THE TASK:
The required output is the lines below from the line containing "Target: green tree" to the line containing "Target: willow tree", inclusive, retyped exactly. No other lines belong in it.

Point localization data
========================================================================

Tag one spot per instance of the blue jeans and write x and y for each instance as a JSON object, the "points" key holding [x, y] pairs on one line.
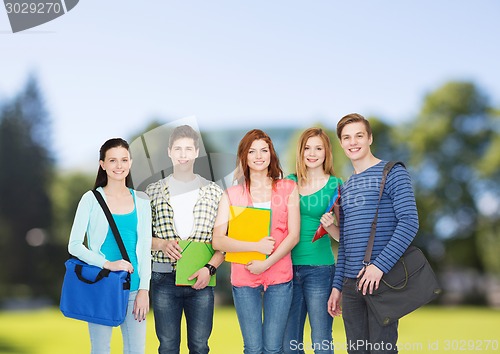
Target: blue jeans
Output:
{"points": [[312, 286], [262, 315], [169, 301], [133, 333], [364, 334]]}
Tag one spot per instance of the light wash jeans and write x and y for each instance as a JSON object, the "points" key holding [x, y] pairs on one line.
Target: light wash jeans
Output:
{"points": [[364, 334], [133, 333], [312, 286], [169, 302], [262, 316]]}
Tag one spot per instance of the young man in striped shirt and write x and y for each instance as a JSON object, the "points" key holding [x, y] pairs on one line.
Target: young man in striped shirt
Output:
{"points": [[396, 228]]}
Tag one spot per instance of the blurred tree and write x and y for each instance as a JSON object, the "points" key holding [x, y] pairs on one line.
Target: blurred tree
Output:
{"points": [[449, 142], [25, 176]]}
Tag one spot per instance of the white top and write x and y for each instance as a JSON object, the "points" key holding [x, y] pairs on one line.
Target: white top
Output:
{"points": [[183, 197]]}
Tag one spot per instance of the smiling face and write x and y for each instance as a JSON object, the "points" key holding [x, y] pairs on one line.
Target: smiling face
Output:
{"points": [[117, 163], [314, 152], [356, 141], [259, 156], [183, 153]]}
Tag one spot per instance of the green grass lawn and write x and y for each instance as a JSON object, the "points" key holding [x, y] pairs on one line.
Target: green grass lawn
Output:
{"points": [[428, 330]]}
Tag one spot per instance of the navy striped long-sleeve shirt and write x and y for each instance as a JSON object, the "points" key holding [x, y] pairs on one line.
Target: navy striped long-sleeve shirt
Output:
{"points": [[397, 220]]}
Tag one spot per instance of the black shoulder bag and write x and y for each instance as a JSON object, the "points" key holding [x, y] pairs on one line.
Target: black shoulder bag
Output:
{"points": [[410, 284]]}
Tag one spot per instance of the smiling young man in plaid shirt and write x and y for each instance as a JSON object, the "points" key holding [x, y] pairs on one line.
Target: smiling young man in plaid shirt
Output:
{"points": [[184, 206]]}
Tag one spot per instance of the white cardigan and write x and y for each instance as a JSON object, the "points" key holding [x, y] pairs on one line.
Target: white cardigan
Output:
{"points": [[90, 219]]}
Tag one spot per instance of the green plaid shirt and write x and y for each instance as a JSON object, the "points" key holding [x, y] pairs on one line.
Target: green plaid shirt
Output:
{"points": [[205, 211]]}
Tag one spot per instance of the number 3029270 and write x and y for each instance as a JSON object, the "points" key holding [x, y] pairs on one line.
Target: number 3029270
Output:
{"points": [[33, 8]]}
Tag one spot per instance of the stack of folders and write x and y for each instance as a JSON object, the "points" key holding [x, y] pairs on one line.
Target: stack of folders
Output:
{"points": [[248, 224]]}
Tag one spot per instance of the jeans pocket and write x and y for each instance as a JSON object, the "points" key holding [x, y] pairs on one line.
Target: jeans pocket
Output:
{"points": [[158, 277]]}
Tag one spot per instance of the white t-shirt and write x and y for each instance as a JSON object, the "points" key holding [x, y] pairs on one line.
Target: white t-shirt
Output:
{"points": [[183, 197], [263, 205]]}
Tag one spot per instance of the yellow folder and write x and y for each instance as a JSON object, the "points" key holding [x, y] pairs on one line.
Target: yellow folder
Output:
{"points": [[194, 256], [248, 224]]}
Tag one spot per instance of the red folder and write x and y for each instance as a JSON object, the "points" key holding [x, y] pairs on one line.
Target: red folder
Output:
{"points": [[320, 232]]}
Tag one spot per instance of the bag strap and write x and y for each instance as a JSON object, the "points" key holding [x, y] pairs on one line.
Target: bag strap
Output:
{"points": [[112, 224], [369, 248]]}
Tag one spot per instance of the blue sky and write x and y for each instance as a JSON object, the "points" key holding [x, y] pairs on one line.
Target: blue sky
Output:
{"points": [[108, 67]]}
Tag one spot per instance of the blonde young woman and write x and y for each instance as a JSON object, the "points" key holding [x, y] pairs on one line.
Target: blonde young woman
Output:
{"points": [[313, 263], [262, 290]]}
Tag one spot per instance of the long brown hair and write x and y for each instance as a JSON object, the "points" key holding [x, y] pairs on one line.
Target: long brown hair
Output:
{"points": [[300, 166], [242, 173]]}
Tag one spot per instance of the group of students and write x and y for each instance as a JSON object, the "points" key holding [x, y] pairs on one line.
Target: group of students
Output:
{"points": [[298, 278]]}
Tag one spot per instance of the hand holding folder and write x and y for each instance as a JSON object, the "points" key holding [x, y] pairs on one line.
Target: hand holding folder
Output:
{"points": [[251, 225], [194, 257], [320, 232]]}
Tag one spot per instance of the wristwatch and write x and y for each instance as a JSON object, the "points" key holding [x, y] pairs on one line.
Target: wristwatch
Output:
{"points": [[211, 269]]}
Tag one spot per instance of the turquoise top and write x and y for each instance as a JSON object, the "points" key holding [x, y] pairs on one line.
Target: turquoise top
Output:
{"points": [[127, 225], [312, 207], [91, 221]]}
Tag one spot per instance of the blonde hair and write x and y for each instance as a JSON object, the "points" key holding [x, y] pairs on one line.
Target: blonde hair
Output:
{"points": [[300, 165]]}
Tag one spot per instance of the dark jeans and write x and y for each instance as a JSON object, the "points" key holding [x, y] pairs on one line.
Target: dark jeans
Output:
{"points": [[364, 334], [169, 301], [312, 286]]}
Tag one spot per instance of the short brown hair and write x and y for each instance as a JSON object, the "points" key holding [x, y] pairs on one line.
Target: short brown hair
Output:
{"points": [[353, 118], [242, 174], [300, 166], [184, 131]]}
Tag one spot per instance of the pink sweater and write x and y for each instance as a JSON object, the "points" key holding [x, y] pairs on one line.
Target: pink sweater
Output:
{"points": [[281, 271]]}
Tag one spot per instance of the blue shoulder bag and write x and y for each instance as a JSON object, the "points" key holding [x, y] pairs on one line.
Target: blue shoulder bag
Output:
{"points": [[94, 294]]}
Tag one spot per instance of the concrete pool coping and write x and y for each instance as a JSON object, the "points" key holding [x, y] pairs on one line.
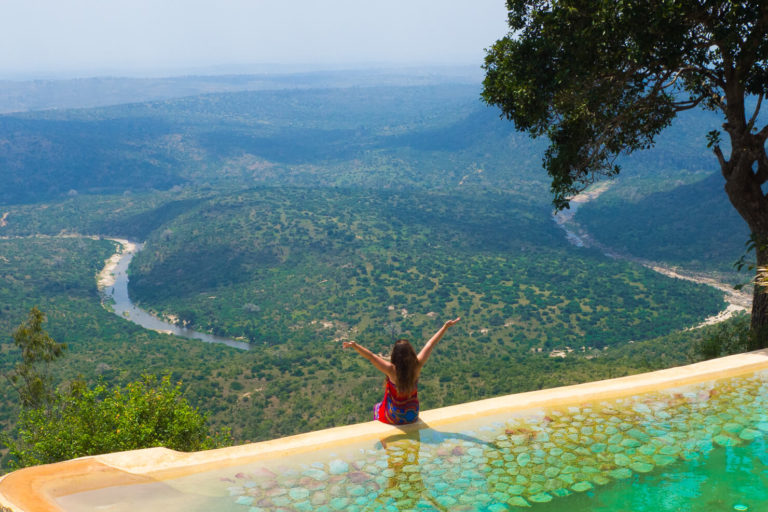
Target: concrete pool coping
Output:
{"points": [[35, 489]]}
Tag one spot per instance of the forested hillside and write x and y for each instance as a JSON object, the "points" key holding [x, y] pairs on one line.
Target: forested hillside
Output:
{"points": [[296, 218]]}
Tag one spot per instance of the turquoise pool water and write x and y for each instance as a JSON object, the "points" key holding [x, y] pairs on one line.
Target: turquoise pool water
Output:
{"points": [[698, 448]]}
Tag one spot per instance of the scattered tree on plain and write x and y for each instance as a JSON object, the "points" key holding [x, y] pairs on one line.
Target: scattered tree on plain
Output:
{"points": [[604, 78]]}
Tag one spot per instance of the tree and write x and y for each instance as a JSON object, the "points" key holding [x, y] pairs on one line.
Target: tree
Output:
{"points": [[602, 78], [31, 378], [90, 421]]}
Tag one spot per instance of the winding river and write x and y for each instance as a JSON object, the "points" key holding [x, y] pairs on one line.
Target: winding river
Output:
{"points": [[113, 282], [738, 300]]}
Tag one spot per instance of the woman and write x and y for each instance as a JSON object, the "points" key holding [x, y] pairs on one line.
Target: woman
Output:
{"points": [[401, 402]]}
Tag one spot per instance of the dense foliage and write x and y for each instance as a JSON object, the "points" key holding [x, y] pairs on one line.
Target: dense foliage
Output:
{"points": [[90, 421], [601, 79], [303, 217]]}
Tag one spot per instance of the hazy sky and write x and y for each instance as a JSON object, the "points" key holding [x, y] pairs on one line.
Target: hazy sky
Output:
{"points": [[85, 37]]}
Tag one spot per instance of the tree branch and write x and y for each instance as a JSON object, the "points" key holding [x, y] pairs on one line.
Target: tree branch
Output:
{"points": [[762, 168], [720, 158], [762, 135], [752, 120], [687, 105]]}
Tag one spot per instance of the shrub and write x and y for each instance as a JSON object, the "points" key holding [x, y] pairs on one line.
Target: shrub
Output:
{"points": [[90, 421]]}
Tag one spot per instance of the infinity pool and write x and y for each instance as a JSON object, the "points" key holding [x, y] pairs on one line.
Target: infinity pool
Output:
{"points": [[699, 447]]}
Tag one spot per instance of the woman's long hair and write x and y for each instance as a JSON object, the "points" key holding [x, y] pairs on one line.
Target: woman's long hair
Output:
{"points": [[406, 365]]}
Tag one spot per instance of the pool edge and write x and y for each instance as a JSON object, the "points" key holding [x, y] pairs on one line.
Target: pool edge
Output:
{"points": [[153, 464]]}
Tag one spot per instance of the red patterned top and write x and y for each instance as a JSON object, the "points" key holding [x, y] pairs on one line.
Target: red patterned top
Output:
{"points": [[396, 408]]}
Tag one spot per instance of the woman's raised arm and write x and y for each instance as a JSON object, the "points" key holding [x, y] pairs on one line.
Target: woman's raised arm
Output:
{"points": [[427, 350], [379, 362]]}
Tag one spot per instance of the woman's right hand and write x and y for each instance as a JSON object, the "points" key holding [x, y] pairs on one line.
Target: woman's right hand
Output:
{"points": [[450, 323]]}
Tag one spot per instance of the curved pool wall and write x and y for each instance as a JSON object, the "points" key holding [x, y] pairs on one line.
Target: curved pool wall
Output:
{"points": [[287, 472]]}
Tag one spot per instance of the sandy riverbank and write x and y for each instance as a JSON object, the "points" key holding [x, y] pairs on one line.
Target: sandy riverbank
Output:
{"points": [[106, 277]]}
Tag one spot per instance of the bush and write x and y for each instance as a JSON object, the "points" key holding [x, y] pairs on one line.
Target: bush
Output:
{"points": [[85, 421]]}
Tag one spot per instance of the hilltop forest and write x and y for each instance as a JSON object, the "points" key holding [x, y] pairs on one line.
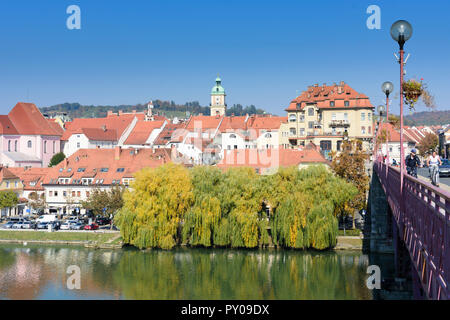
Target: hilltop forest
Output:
{"points": [[167, 108]]}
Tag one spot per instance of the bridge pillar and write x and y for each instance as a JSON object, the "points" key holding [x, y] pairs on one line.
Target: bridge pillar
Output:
{"points": [[380, 219]]}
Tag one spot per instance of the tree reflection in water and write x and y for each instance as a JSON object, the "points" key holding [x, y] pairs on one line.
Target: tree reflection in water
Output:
{"points": [[183, 273]]}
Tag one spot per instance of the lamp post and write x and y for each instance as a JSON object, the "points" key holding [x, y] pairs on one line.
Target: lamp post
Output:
{"points": [[380, 127], [401, 31], [387, 87]]}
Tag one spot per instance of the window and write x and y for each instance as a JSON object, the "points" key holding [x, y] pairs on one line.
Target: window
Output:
{"points": [[302, 118], [292, 118]]}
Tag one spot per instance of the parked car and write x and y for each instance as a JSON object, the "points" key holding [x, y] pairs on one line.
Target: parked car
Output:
{"points": [[28, 225], [8, 225], [77, 226], [18, 225], [65, 226], [42, 225], [101, 221], [444, 169], [91, 226]]}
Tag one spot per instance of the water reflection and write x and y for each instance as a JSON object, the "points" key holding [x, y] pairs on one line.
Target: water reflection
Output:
{"points": [[40, 273]]}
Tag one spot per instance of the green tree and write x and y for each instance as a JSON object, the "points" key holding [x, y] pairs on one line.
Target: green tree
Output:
{"points": [[350, 165], [105, 202], [429, 142], [8, 199], [56, 159]]}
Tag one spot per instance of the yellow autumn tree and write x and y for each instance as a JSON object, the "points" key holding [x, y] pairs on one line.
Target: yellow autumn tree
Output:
{"points": [[155, 206]]}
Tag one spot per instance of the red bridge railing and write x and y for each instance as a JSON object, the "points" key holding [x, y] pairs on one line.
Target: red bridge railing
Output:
{"points": [[422, 213]]}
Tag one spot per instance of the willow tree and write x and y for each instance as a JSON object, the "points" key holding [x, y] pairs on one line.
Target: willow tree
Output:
{"points": [[155, 206], [305, 204]]}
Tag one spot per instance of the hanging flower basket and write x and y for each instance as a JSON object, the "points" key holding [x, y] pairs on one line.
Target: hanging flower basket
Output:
{"points": [[412, 90]]}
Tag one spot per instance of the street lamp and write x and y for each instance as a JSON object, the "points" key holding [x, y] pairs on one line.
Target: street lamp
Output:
{"points": [[387, 87], [380, 123], [401, 31]]}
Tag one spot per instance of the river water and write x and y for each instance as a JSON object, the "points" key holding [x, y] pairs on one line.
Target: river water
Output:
{"points": [[40, 272]]}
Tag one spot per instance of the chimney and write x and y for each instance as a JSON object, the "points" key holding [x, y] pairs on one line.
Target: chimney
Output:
{"points": [[117, 151]]}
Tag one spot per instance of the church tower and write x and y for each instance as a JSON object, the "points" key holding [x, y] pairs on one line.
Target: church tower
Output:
{"points": [[218, 106]]}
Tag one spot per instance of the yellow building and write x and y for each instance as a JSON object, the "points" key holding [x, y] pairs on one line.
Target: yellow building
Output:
{"points": [[326, 115]]}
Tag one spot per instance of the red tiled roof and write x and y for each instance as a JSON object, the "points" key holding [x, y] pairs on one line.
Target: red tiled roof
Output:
{"points": [[6, 126], [393, 134], [93, 160], [111, 123], [142, 131], [203, 122], [322, 95], [270, 158], [5, 173], [55, 125], [28, 120], [171, 133], [32, 177]]}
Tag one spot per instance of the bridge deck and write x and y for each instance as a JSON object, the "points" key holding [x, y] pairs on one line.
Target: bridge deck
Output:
{"points": [[422, 213]]}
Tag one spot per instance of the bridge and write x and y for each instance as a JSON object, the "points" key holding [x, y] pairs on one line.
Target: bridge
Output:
{"points": [[417, 216]]}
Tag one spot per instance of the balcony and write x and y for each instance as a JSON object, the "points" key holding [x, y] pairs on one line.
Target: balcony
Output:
{"points": [[339, 123]]}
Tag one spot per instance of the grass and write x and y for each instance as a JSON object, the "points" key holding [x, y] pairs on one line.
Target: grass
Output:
{"points": [[354, 232], [56, 236]]}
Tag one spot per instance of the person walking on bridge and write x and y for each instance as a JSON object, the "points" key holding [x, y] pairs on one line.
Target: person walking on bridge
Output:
{"points": [[412, 163], [434, 161]]}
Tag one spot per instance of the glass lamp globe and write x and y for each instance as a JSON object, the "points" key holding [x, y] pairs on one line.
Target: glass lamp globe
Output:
{"points": [[401, 30], [387, 87]]}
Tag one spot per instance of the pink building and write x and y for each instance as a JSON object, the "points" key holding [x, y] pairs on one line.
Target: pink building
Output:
{"points": [[27, 139]]}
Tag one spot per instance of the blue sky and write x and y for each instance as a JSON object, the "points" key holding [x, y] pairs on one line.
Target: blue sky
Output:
{"points": [[266, 52]]}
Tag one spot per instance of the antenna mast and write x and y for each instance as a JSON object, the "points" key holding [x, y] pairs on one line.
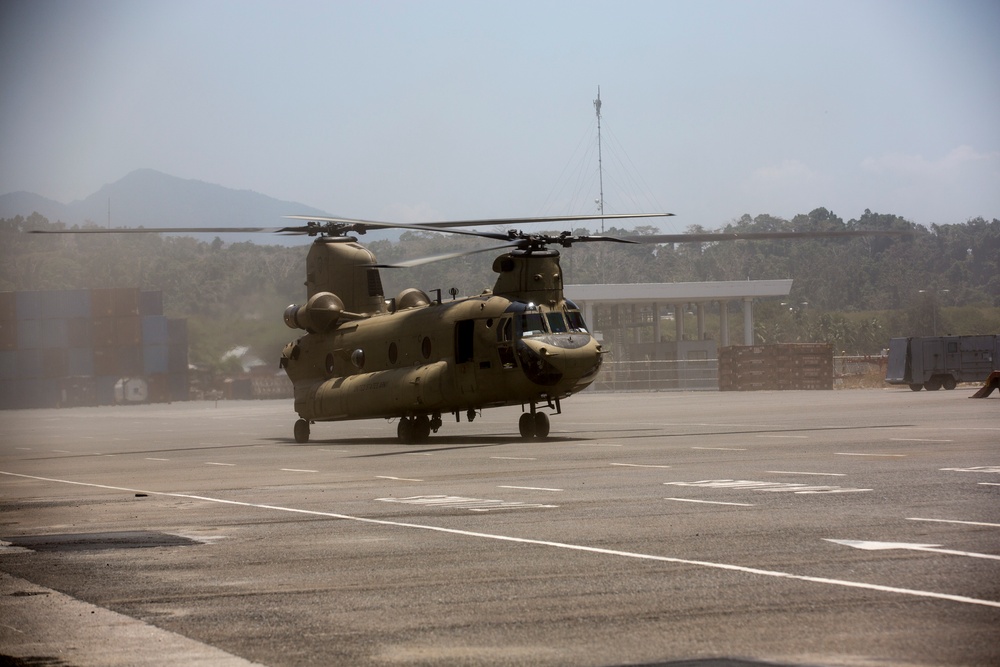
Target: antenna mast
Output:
{"points": [[600, 168]]}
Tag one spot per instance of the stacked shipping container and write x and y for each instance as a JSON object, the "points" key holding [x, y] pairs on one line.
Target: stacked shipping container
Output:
{"points": [[70, 347], [782, 366]]}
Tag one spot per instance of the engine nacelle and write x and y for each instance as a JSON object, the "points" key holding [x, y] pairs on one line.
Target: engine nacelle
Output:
{"points": [[320, 314]]}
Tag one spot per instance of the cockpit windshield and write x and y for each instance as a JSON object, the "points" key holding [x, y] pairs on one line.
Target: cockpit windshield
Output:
{"points": [[576, 323]]}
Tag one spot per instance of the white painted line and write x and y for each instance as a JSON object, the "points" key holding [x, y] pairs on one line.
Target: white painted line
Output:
{"points": [[821, 474], [709, 502], [968, 523], [865, 454], [638, 465], [722, 449], [528, 488], [933, 548], [917, 440], [961, 599]]}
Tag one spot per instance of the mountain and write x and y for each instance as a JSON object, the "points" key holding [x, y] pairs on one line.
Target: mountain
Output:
{"points": [[148, 198]]}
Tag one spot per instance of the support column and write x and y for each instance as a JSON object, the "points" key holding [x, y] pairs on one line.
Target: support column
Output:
{"points": [[747, 320], [724, 323]]}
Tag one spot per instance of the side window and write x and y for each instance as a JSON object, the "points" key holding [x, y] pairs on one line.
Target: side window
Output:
{"points": [[576, 323], [557, 324], [532, 324], [505, 331]]}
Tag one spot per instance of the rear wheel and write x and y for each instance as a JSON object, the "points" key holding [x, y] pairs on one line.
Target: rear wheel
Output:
{"points": [[405, 430], [526, 425]]}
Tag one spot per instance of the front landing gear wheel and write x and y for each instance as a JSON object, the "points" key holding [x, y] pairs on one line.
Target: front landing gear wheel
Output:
{"points": [[301, 431], [541, 425], [526, 425]]}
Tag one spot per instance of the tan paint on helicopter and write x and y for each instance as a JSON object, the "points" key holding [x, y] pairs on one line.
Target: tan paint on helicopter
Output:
{"points": [[363, 360]]}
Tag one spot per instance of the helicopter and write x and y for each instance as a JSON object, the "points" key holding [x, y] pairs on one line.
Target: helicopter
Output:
{"points": [[415, 359]]}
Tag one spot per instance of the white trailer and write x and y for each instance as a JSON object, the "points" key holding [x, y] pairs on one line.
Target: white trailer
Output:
{"points": [[932, 362]]}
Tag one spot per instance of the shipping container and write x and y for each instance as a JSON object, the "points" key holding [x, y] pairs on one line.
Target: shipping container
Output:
{"points": [[150, 303]]}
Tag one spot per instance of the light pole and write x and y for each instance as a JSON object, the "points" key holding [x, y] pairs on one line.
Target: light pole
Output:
{"points": [[934, 306]]}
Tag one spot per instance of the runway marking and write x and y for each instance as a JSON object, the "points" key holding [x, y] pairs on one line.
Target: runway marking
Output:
{"points": [[528, 488], [471, 504], [820, 474], [932, 548], [775, 487], [709, 502], [557, 545], [968, 523], [638, 465], [723, 449], [975, 469], [867, 454], [917, 440]]}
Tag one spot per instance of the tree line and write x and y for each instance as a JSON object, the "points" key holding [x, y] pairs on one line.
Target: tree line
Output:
{"points": [[856, 292]]}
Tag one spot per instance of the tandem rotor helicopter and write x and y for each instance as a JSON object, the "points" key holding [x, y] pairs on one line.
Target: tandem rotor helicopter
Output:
{"points": [[415, 359]]}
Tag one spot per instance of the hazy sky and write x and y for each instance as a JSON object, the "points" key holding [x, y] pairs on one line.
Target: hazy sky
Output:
{"points": [[426, 110]]}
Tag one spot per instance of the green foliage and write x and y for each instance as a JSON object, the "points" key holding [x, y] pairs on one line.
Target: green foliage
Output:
{"points": [[854, 293]]}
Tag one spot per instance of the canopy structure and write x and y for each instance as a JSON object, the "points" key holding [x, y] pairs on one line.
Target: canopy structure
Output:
{"points": [[680, 296]]}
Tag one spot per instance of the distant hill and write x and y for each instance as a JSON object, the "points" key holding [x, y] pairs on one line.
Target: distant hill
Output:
{"points": [[148, 198]]}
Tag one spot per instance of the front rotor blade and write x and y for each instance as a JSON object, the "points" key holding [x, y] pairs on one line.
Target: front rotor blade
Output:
{"points": [[711, 237], [505, 222], [159, 230], [420, 261]]}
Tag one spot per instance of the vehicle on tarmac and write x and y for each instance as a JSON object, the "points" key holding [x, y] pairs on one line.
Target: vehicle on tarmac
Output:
{"points": [[933, 362]]}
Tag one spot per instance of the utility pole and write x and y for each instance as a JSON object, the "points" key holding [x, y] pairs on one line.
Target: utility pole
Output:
{"points": [[600, 168]]}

========================================================================

WRITTEN RESPONSE:
Target: green tree
Output:
{"points": [[350, 165], [105, 202], [429, 142], [8, 199], [56, 159]]}
Tag one spot per instance of the yellow autumn tree and write x and y for each instance as a JSON object, the "points" key holding [x, y] pairs on one line.
Target: yellow autumn tree
Output:
{"points": [[155, 206]]}
Tag one spot per instance of the red bridge railing and write x and y for each instance as a JSON object, the "points" key holding [x, y] pairs on one line.
Target: red bridge railing
Output:
{"points": [[422, 213]]}
Tag one spot per instance of the willow tree and write x and y for each instance as a JSON object, the "points" key holding [x, y] pairs on one line.
Target: willow tree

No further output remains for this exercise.